• _Extrait du document_:
Révolution Permanente : La CGT Carrefour dénonce les mauvaises conditions de travail des salariés du groupe. De quoi s’agit-il exactement ?

Laurent Lamaury  : Il faut savoir qu’il y a beaucoup de diminution d’heures travaillées, parfois jusqu’à 15000 heures de travail par magasin en moins sur l’année 2017 ! Ce ne sont pas des baisses massives d’effectifs, mais petit à petit ils réduisent de partout : les départs en vacances ne sont plus remplacés, ni les arrêts maladies, ni les congés parentaux, ils ne remplacent plus personne. Du coup ceux qui restent travaillent encore plus, et arrivé un moment ils s’arrêtent parce qu’ils n’en peuvent plus. On est sans arrêt en sous-effectif : la marchandise est en réserve et il n’y a personne pour la mettre en rayon, les rayons ne sont achalandés qu’à partir de 11h-midi. Du coup les clients arrivent devant des rayons vides donc ils s’en vont, il y a des palettes partout… On dénonce ça depuis un an et la direction ne fait rien, donc on a l’impression qu’ils sont en train de laisser couler des magasins pour pouvoir les passer en location-gérance.

R.P. : Justement, on constate que Carrefour est peu à peu en train de passer ses magasins sous franchise ?

L. L. : Oui, c’est la mode actuelle : ils louent le magasin à un repreneur. Pendant ce temps-là Carrefour se contente de toucher un loyer et c’est le repreneur qui gère les salariés. La location-gérance, c’était fait dans des cas exceptionnels de magasins peu rentables. Aujourd’hui ils font ça sur des gros magasins, par exemple celui de la place d’Italie à Paris, ils sont en train de le passer en location-gérance. Bompard a annoncé qu’ils allaient même franchiser les hypermarchés, alors que ça ne se faisait pas. Carrefour, ils deviennent de plus en plus des financiers et c’est tout. Leur but c’est de faire de la finance, et le commerce passe après.

• _Données fournies_:
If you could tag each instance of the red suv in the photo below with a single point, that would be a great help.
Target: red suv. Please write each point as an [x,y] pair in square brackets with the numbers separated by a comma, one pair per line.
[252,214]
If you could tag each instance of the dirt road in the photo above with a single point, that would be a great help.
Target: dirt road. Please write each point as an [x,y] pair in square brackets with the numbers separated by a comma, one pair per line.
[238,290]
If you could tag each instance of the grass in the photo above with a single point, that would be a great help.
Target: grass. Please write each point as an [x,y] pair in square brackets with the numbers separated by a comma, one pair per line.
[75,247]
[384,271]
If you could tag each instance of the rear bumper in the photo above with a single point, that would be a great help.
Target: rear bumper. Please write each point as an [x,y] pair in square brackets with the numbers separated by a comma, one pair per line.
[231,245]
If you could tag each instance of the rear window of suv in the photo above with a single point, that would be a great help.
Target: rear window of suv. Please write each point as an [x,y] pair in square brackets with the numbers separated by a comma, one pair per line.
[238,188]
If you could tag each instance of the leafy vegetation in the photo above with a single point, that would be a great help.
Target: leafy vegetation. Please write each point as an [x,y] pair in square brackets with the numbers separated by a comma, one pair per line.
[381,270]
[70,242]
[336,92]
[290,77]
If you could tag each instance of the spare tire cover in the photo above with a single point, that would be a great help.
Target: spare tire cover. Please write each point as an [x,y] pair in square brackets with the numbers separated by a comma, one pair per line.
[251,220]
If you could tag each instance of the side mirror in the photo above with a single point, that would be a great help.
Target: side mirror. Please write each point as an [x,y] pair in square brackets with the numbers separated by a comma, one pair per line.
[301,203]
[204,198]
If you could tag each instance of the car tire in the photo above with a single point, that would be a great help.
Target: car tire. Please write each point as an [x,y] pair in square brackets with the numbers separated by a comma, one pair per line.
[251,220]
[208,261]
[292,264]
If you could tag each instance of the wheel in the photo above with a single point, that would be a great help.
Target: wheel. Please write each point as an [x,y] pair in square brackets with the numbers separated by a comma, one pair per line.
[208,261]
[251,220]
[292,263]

• _Consignes_:
**1.** Dans l'entretien, quelles absences Laurent Lamaury dit-il ne plus être remplacées ? Énumérez-les toutes.
**2.** Recopiez le passage de l'entretien qui s'ouvre sur les mots contenant « R.P. : Justement, on » et se referme sur « commerce passe après. ».

• _Réponses rédigées_:
**1.**
- les départs en vacances
- les arrêts maladies
- les congés parentaux

**2.**
R.P. : Justement, on constate que Carrefour est peu à peu en train de passer ses magasins sous franchise ?

L. L. : Oui, c’est la mode actuelle : ils louent le magasin à un repreneur. Pendant ce temps-là Carrefour se contente de toucher un loyer et c’est le repreneur qui gère les salariés. La location-gérance, c’était fait dans des cas exceptionnels de magasins peu rentables. Aujourd’hui ils font ça sur des gros magasins, par exemple celui de la place d’Italie à Paris, ils sont en train de le passer en location-gérance. Bompard a annoncé qu’ils allaient même franchiser les hypermarchés, alors que ça ne se faisait pas. Carrefour, ils deviennent de plus en plus des financiers et c’est tout. Leur but c’est de faire de la finance, et le commerce passe après.